This article appeared in the Summer 2022 issue of Connections, the online journal of the Association of Math Teacher Educators.

Every mathematics teacher is familiar with students who just cannot seem to succeed, no matter how often they practice. They learn material on Monday, but forget the topic by Friday. No matter the direct instruction, game play, or small group intervention, they are consistently stumped by basic facts or problem-solving procedures. Place value, telling time, and handling money are a mystery to them. These children may have dyscalculia.

Dyscalculia is a Specific Learning Disorder (SLD) related to learning and remembering mathematics. It is identified through neuropsychological evaluations, a score below the 30th percentile on standardized math tests, or when students with average intelligence perform mathematics two grade levels below their peers (Landerl, et al., 2004). Many educators have never heard of dyscalculia, and this needs to change. Dyscalculia awareness should be incorporated into mathematics teacher training programs.

Understanding SLD’s is important for all educators, not just Special Education majors. More students than ever before are placed in general education classrooms staffed by teachers who do not understand their learning challenges (Conderman & Hedin, 2012). Currently, 70% of students with Specific Learning Disorders like dyscalculia, dyslexia, and dysgraphia are placed in general education classrooms, but many teachers feel unprepared, undertrained, and overwhelmed by their special education students (Conderman & Hedin, 2012). This is frustrating for teachers and students alike. Luckily, supporting students with dyscalculia is easy (although counter intuitive to many mathematics educators): properly addressing dyscalculia requires allowing the use of 1-100 charts, times tables lists, reference sheets, and calculators for students in all grades, and for all mathematics work.

▶ _Exercise 1_
In the dyscalculia article, copy the passage that begins with "Every mathematics teacher" and ends after "may have dyscalculia.".
▶ _Exercise 2_
Condense the paragraph of the dyscalculia article that starts "Dyscalculia is a Specific Learning Disorder" into a short bulleted list of its main facts.
▶ _Exercise 3_
Carry the dyscalculia article forward from its last sentence.

▶ _Entries supplied_
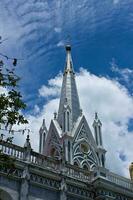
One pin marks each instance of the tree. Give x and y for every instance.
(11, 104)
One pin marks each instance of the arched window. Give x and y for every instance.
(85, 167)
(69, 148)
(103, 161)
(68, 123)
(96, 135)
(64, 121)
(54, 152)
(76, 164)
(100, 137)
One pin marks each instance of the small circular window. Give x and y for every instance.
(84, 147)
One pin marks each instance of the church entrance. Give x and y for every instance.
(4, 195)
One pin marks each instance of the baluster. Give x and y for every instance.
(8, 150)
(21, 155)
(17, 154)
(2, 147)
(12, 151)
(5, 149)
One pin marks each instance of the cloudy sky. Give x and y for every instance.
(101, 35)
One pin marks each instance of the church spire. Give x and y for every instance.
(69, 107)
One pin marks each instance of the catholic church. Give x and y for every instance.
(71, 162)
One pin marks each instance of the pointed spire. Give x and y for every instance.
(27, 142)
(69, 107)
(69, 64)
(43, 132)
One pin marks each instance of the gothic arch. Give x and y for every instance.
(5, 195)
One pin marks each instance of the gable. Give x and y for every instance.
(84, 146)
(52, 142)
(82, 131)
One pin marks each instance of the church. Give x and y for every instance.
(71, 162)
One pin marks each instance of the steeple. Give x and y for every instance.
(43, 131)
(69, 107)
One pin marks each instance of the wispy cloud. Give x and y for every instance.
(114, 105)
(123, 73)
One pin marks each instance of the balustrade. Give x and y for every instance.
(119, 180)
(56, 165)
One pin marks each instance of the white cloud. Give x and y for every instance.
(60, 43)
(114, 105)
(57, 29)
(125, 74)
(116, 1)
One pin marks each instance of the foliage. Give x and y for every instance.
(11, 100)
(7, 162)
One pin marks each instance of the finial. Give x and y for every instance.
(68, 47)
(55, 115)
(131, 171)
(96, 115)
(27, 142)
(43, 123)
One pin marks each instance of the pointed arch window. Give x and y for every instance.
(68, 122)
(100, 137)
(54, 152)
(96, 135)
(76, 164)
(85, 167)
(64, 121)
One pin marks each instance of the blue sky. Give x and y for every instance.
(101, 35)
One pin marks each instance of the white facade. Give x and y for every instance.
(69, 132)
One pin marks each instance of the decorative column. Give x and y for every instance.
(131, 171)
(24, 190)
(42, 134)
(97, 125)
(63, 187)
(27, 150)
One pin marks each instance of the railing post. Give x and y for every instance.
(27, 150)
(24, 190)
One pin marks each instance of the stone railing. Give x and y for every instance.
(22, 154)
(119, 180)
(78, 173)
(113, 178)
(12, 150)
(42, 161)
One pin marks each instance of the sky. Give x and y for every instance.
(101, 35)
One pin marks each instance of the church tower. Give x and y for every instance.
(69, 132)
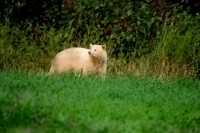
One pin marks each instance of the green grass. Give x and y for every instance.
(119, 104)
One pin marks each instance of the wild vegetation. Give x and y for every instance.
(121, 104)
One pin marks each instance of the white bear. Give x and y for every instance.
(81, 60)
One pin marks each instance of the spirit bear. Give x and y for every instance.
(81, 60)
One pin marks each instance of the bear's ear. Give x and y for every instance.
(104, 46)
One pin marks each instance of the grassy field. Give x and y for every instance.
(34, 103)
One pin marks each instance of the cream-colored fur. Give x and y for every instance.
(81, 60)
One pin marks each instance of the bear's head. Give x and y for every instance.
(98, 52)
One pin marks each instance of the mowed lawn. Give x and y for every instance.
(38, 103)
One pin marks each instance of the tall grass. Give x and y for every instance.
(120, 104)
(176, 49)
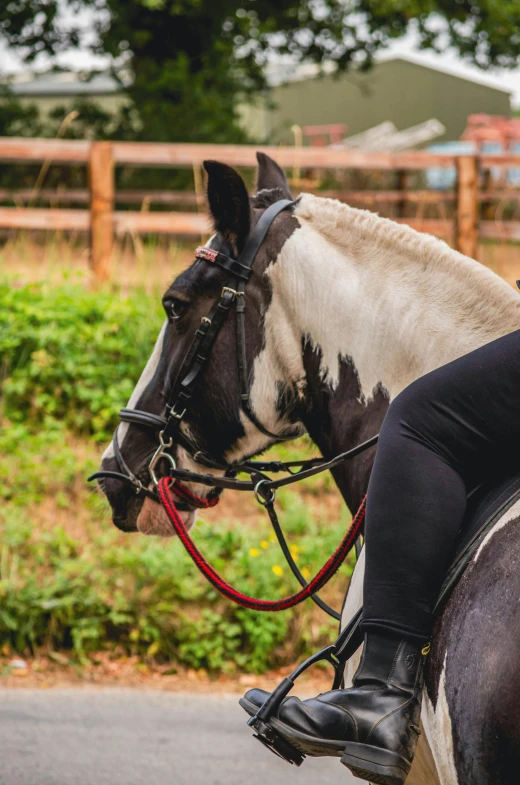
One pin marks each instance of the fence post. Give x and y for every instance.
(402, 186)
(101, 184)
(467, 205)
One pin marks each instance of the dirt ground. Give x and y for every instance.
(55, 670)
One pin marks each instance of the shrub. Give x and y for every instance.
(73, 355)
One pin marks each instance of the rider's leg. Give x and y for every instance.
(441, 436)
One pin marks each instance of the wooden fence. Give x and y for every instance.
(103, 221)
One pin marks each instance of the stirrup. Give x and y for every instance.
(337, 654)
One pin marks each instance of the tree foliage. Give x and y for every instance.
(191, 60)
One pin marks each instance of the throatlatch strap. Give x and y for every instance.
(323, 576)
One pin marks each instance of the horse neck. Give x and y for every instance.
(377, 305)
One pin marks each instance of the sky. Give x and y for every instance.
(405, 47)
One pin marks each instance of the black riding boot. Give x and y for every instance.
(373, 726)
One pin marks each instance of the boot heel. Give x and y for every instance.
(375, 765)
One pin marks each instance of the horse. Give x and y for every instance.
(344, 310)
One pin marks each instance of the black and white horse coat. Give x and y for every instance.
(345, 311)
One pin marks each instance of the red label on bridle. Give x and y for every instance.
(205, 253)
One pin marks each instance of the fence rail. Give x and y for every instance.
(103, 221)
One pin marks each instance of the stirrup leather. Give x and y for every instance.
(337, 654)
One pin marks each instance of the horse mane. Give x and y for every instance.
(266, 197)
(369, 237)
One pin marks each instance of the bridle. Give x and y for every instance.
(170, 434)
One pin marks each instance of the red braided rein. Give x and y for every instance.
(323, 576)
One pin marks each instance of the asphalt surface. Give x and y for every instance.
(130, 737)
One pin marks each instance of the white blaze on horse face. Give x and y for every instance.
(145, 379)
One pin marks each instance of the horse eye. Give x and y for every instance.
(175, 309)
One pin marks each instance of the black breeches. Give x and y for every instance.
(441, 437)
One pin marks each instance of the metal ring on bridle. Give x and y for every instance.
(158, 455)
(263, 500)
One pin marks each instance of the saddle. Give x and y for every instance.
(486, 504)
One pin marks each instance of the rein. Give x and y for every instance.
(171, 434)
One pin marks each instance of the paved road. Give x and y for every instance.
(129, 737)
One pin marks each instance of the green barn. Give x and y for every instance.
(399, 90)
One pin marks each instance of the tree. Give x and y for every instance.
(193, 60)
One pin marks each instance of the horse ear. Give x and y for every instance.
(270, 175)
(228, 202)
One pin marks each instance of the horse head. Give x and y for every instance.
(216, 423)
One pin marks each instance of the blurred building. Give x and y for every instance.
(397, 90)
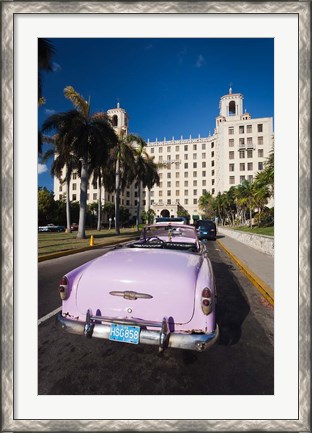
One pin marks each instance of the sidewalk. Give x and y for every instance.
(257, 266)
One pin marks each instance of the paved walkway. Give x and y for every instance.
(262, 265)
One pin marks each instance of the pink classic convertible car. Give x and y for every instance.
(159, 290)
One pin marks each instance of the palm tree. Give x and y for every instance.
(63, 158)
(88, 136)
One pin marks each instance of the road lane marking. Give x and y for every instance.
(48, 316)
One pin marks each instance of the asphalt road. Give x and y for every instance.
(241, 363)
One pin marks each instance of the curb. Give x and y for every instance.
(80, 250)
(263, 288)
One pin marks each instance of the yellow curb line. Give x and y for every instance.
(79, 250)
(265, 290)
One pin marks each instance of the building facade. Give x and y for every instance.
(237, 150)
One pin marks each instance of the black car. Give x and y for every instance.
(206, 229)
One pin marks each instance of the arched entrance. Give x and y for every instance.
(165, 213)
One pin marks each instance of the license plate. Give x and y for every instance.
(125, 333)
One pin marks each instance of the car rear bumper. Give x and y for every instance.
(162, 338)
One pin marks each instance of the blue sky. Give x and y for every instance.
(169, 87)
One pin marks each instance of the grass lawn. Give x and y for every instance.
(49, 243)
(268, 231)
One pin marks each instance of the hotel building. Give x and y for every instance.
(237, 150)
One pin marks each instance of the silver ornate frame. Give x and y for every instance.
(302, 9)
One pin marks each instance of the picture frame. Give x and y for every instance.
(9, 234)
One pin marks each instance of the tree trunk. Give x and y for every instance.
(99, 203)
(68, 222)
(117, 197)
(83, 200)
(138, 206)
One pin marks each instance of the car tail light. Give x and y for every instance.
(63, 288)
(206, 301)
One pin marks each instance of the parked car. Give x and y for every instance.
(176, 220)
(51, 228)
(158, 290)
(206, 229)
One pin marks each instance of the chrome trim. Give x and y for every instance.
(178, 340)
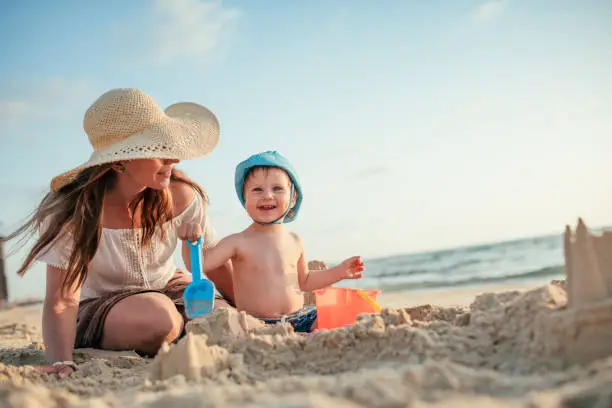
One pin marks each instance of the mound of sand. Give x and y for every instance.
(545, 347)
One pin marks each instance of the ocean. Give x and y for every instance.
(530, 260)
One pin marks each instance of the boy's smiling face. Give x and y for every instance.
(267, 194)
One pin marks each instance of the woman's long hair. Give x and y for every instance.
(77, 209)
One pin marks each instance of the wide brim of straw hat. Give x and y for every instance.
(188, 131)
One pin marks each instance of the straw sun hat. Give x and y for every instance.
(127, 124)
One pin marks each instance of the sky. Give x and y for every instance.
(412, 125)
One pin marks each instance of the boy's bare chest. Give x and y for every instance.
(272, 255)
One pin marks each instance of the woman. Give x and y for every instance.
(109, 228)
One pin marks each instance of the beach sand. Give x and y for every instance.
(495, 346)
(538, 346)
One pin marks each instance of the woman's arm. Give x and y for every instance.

▶ _Exercise result 1_
Every mathematics teacher is familiar with students who just cannot seem to succeed, no matter how often they practice. They learn material on Monday, but forget the topic by Friday. No matter the direct instruction, game play, or small group intervention, they are consistently stumped by basic facts or problem-solving procedures. Place value, telling time, and handling money are a mystery to them. These children may have dyscalculia.

▶ _Exercise result 2_
- Dyscalculia is a Specific Learning Disorder (SLD) related to learning and remembering mathematics.
- It is identified through neuropsychological evaluations, a score below the 30th percentile on standardized math tests, or math performance two grade levels below peers in students of average intelligence (Landerl, et al., 2004).
- Many educators have never heard of it.
- Awareness of dyscalculia should be part of mathematics teacher training programs.

▶ _Exercise result 3_
A 2017 survey conducted by Horowitz, Rawe, & Whittaker found that 30% of general education teachers attribute failure in mathematics to a lack of student effort rather than to learning disabilities. Of course, it is hard for educators to understand the challenges of a disability that isn’t fully understood by researchers. It is universally accepted that dyscalculia primarily affects the parietal lobe, where we store mathematics information in the brain. Many researchers, including Cherasaro, Reale, Haystead, and Marzano (2015), believe that dyscalculia deficiencies are due to coding issues that occur during mathematics instruction, specifically coding between Arabic numerals, written word form, and object representation . Others feel there may be an underlying core issue in mathematics comprehension (Butterworth, et al., 2011). In either case, people with dyscalculia do not develop automaticity, have trouble subitizing, and use immature methods of problem solving compared to their peers. For example, one indicator of dyscalculia is a reliance on finger counting long after other students have progressed to more advanced algorithms for computing (Piazzi, et al., 2010). We know that students with dyscalculia have persistent mathematical deficits and are resistant to traditional instructional methods and common interventions (Piazzi, et al., 2010). We know that dyscalculia affects 10% of the population– about 5 million K-12 students in the United States— the same rate as dyslexia.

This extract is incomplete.